• **Exercise requirements**: From the text on database file pages, extract the stretch from "page 2: The" through "at later positions.", copying it word for word.

You will find a GAM and SGAM page as page 2 and page 3 at the begin of a file, covering 4G (64000) of extents.
PFS pages can be located at multiple places, but you will find one as page 1 at the beginning of a file.
By the way, PFS pages are only used for "heaps", which are tables without a clustered index.

So, the first pages at the beginning of a database file, have a specific purpose. let's recapitulate them first.

Overview Specific Pages:

page 0: The very first page in any file. It's the "fileheader page". it contains information about the file itself,
like to what "dbid" (database id) it belongs, on which pages the GAM and SGAM (sort of directory pages) are located etc..

page 1: The (first) PFS pages. It keeps track of allocated pages and free space in pages.

page 2: The first GAM page.

page 3: The first SGAM page.

pages 4-7: Specific pages which will track differential, changed pages and logging information.

Usually, the first usable page (in an .ndf file) for regular data will start from page 8.
If an index was created in the database, page 9 could also be the first IAM page, unless the first
table creation and inserts of data, spanned a number of pages (as of page 8). Then, IAM's occur at later positions.

Only for the primary .mdf datafile, page 10 is the "bootpage". It stores specific metadata, as well as Log Sequence Numbers
for all sorts of operations as full backups, differential backups, create index LSN's etc..

• **Dataset records**:
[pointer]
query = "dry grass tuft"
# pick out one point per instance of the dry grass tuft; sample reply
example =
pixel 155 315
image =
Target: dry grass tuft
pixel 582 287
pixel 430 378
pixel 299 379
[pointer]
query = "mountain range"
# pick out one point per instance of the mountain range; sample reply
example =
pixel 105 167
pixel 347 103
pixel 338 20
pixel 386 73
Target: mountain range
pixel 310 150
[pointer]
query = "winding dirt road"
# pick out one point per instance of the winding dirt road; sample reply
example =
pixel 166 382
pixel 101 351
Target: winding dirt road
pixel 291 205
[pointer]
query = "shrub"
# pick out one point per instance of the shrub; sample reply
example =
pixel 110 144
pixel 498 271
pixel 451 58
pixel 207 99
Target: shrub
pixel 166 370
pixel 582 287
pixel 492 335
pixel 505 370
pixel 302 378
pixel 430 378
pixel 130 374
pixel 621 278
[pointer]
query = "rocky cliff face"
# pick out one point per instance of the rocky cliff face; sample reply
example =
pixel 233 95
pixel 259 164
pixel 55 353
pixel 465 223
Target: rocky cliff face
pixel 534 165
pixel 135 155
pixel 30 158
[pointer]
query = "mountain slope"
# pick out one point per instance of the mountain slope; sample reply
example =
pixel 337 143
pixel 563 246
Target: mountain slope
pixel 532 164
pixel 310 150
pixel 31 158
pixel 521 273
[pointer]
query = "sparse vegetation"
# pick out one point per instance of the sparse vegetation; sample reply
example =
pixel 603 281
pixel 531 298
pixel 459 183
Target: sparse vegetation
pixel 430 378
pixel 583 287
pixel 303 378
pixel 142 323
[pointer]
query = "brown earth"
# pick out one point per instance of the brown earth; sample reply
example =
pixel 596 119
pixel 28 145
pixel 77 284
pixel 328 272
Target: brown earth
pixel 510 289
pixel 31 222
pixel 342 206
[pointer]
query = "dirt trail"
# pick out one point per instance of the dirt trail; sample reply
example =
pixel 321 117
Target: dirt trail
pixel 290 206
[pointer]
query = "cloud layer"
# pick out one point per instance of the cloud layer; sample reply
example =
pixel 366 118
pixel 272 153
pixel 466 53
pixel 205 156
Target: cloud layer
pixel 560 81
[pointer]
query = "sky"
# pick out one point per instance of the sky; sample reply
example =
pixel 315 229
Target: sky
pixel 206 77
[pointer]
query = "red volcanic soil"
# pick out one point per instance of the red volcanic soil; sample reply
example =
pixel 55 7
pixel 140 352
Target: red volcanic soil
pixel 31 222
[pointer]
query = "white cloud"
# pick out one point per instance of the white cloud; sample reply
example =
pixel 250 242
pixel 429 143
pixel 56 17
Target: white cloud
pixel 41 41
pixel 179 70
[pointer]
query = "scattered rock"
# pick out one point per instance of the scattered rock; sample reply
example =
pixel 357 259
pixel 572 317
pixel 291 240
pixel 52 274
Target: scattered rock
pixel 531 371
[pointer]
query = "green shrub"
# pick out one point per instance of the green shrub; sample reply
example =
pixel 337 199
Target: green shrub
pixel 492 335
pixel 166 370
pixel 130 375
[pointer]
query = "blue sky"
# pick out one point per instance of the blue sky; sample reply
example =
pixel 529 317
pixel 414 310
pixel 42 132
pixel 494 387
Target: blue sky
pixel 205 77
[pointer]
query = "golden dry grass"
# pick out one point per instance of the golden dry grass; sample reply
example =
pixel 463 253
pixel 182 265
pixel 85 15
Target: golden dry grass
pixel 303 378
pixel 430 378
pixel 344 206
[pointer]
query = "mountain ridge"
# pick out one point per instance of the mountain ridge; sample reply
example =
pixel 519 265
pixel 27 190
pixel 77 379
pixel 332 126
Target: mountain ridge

• **Task solution**:
page 2: The first GAM page.

page 3: The first SGAM page.

pages 4-7: Specific pages which will track differential, changed pages and logging information.

Usually, the first usable page (in an .ndf file) for regular data will start from page 8.
If an index was created in the database, page 9 could also be the first IAM page, unless the first
table creation and inserts of data, spanned a number of pages (as of page 8). Then, IAM's occur at later positions.